This was the culmination of a search which dated from 1930. Before that year, in spite of my childhood impressions in England, religion had been more or less dormant in my life. The Berlin of my school and university years provided no suitable atmosphere for the pursuit of God, especially for one whose relations were Jewish and whose friends for the greater part were agnostics. Yet even then the need for a Supreme Authority in life and morals made itself felt. Together with others of my generation, I questioned the validity of the then prevalent philosophical relativism, and even went as far as to doubt the reality of my own authority as a teacher. However, it was only in 1930 that the pursuit began in earnest. I began to study Catholic as well as Protestant theologians, and the experience of exile only served to intensify my desire for Absolute Truth. ~ This led me from the Evangelical branch of the Church of England, with occasional visits to Nonconformist services, via the Buchman group to High Anglicanism which, as with so many others, proved a stepping stone to the Catholic Church. However, it took the whole weight of Jewish persecution-how we laboured to rescue as many Jews as we could from Germany, my own mother among them!-and the agony of the early months of the war till I was prepared to take the final step.

---------------

**PROBLEM DESCRIPTION:**
Translate this sentence from the passage into French: "However, it was only in 1930 that the pursuit began in earnest." The records aren't needed for anything here.

[Referring expression data]
---------------

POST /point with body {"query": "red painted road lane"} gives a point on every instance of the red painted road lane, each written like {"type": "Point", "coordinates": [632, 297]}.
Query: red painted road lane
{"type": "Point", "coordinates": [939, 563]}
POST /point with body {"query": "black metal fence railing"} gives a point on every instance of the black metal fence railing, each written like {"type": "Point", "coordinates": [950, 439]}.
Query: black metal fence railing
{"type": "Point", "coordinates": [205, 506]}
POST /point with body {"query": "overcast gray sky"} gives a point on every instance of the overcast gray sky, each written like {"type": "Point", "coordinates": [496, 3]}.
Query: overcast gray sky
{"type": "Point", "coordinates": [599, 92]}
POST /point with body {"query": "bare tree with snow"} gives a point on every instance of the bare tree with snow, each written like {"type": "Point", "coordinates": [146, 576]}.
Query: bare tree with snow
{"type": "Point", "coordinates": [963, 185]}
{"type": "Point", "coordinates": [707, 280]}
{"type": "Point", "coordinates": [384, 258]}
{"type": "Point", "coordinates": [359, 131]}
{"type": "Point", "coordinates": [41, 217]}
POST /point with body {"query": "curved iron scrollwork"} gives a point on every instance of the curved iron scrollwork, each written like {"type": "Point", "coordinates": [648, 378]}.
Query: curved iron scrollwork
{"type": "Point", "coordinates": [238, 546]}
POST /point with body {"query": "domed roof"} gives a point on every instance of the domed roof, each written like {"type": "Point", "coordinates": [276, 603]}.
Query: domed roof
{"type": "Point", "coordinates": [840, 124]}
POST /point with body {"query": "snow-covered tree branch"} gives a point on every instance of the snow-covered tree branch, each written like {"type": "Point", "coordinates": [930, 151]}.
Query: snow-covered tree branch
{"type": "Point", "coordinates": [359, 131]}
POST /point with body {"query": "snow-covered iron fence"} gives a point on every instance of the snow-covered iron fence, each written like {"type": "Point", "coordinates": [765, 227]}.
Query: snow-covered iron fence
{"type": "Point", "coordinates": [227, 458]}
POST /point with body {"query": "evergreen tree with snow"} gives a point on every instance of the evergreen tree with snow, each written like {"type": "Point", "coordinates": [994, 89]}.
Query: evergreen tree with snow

---------------

**TASK RESPONSE:**
Cependant, ce n'est qu'en 1930 que la quête a véritablement commencé.